» **EXERCISE PROMPT**: Continue the linear algebra homework solutions from the point where they stop.

» **GIVEN PASSAGE**:
↓

If $A = I$ and $B = -I,$ both are invertible, but $A + B$ is not.

If $A = \pmatrix{1&0\cr 0&0}$ and $B = \pmatrix{0&0\cr 0&1},$ $A + B =
I$ is invertible, but neither $A$ nor $B$ are.

$A = B = I$ gives $A + B,$ $A,$ and $B$ invertibility.
$A^{-1} = B^{-1} = I \to A^{-1}(A+B)B^{-1} = B^{-1} + A^{-1} \to 2I =
2I.$

{\bf\noindent 12.}

{\it (a)}

This one remains.

{\it (b)}

This one remains.

{\it (c)}

This one remains.

{\it (d)}

This one doesn't remain.

{\it (e)}

This one remains.

% I don't really have any coherent reasons for this.
% But these all make a lot of sense to me.
% This isn't graded, but I would like to understand it better. Office
% hours?

{\bf\noindent 23.}

$$\bmatrix{10&20\cr 20&50}\bmatrix{x\cr y} = \bmatrix{1\cr 0} \to
\bmatrix{10&20\cr 0&10}\bmatrix{x \cr y} = \bmatrix{1\cr -2}$$$$\to
\bmatrix{1&2\cr 0&1}\bmatrix{x \cr y} = \bmatrix{1/10\cr -2/10} \to
\bmatrix{1&0\cr 0&1}\bmatrix{x \cr y} = \bmatrix{5/10\cr -2/10}.
$$

$$\bmatrix{10&20\cr 20&50}\bmatrix{x\cr y} = \bmatrix{0\cr 1} \to
\bmatrix{1&2\cr 0&1}\bmatrix{x\cr y} = \bmatrix{0\cr 1/10} \to
\bmatrix{1&0\cr 0&1}\bmatrix{x\cr y} = \bmatrix{-2/10\cr 1/10}.
$$

$$A^{-1} = {1\over10}\bmatrix{5&-2\cr -2&1}$$

{\bf\noindent 25.}

{\it (a)}
$$\bmatrix{\hbox{row 1}\cr\hbox{row 2}\cr\hbox{row 1 + row
2}}\bmatrix{x\cr y\cr z} = \bmatrix{1\cr0\cr0}
\to \bmatrix{\hbox{row 1}\cr\hbox{row 2}\cr0}\bmatrix{x\cr y\cr z} =
\bmatrix{1\cr0\cr-1}.$$
$0 \neq -1,$ so this is inconsistent.

{\it (b)}

If $b_3 = b_2 + b_1,$ this matrix admits a solution.

{\it (c)}

As already shown, row 3 becomes a zero row during elimination.

{\bf\noindent 27.}

$B = E_12A,$
and the elementary matrix which switches the first two rows is by
definition invertible ($E_12E_12 = I$) so if $A$ is invertible, $B$ is
also invertible, and $B^{-1} = A^{-1}E_12$ (I think this is a switch of
columns).

↑

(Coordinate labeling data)

↓

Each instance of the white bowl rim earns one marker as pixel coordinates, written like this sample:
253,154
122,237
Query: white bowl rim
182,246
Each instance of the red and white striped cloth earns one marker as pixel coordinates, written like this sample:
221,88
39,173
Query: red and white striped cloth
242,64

↑
↓

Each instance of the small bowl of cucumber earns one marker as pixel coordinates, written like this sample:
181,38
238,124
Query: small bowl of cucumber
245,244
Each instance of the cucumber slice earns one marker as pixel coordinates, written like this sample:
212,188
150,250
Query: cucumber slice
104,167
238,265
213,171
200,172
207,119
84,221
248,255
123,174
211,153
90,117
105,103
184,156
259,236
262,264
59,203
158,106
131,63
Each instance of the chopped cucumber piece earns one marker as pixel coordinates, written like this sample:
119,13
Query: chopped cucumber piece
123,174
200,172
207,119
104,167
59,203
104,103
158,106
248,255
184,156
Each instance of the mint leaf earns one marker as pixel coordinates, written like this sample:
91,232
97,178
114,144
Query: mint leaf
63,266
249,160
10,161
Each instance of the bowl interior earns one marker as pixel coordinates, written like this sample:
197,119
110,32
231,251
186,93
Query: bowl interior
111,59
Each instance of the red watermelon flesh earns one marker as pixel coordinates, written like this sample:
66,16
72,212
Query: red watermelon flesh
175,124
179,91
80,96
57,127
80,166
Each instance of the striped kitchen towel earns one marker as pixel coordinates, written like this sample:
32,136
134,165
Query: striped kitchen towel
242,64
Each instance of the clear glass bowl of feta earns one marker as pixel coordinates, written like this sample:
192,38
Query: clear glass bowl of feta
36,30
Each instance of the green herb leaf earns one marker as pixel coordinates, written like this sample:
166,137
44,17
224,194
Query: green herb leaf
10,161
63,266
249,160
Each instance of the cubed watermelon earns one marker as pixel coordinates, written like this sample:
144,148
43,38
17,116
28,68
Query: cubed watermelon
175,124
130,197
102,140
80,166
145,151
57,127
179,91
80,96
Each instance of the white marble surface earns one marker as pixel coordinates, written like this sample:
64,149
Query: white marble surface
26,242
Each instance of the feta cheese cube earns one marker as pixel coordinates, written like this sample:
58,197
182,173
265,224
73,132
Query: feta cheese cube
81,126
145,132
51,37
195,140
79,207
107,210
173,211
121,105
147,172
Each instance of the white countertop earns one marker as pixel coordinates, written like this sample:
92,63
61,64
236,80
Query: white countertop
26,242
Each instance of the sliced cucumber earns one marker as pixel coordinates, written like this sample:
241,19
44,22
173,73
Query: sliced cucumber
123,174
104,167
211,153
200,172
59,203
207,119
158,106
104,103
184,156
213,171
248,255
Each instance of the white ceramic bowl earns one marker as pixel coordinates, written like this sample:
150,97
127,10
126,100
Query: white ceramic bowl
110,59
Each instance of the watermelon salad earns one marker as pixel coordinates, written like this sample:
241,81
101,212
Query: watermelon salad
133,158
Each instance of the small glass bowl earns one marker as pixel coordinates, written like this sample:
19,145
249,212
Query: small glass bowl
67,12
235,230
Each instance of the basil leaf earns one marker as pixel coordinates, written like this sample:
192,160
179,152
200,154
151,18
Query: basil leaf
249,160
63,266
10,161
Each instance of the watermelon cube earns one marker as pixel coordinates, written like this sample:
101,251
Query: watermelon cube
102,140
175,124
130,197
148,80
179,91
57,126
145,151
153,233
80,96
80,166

↑

» **ANSWER BELOW**:
{\bf\noindent 36.}

$$\bmatrix{2 & 1 & 0 & 1 & 0 & 0\cr
           1 & 2 & 1 & 0 & 1 & 0\cr
           0 & 1 & 2 & 0 & 0 & 1}
\to
\bmatrix{2 & 1 & 0 & 1 & 0 & 0\cr
           0 & 1.5 & 1 & .5 & 1 & 0\cr
           0 & 1 & 2 & 0 & 0 & 1}
\to
\bmatrix{2 & 1 & 0 & 1 & 0 & 0\cr
           0 & 1 & 0 & .5 & 1 & .5\cr
           0 & 1 & 2 & 0 & 0 & 1}
$$$$\to
\bmatrix{2 & 0 & 0 & .5 & -1 & -.5\cr
           0 & 1 & 0 & .5 & 1 & .5\cr
           0 & 1 & 2 & 0 & 0 & 1}
\to
\bmatrix{2 & 0 & 0 & .5 & -1 & -.5\cr
           0 & 1 & 0 & .5 & 1 & .5\cr
           0 & 0 & 2 & -.5 & -1 & .5}
$$

Inverse is
$$
\bmatrix{.25 & -.5 & -.25\cr
         .5 & 1 & .5\cr
         -.25 & -.5 & .25}
$$

% {\bf\noindent 40.}

{\bf\noindent Section 2.1}
{\bf\noindent 2.}

{\it (a)}

This is. $k(0, b_2, b_3) = (0, kb_2, kb_3),$ and similar for addition.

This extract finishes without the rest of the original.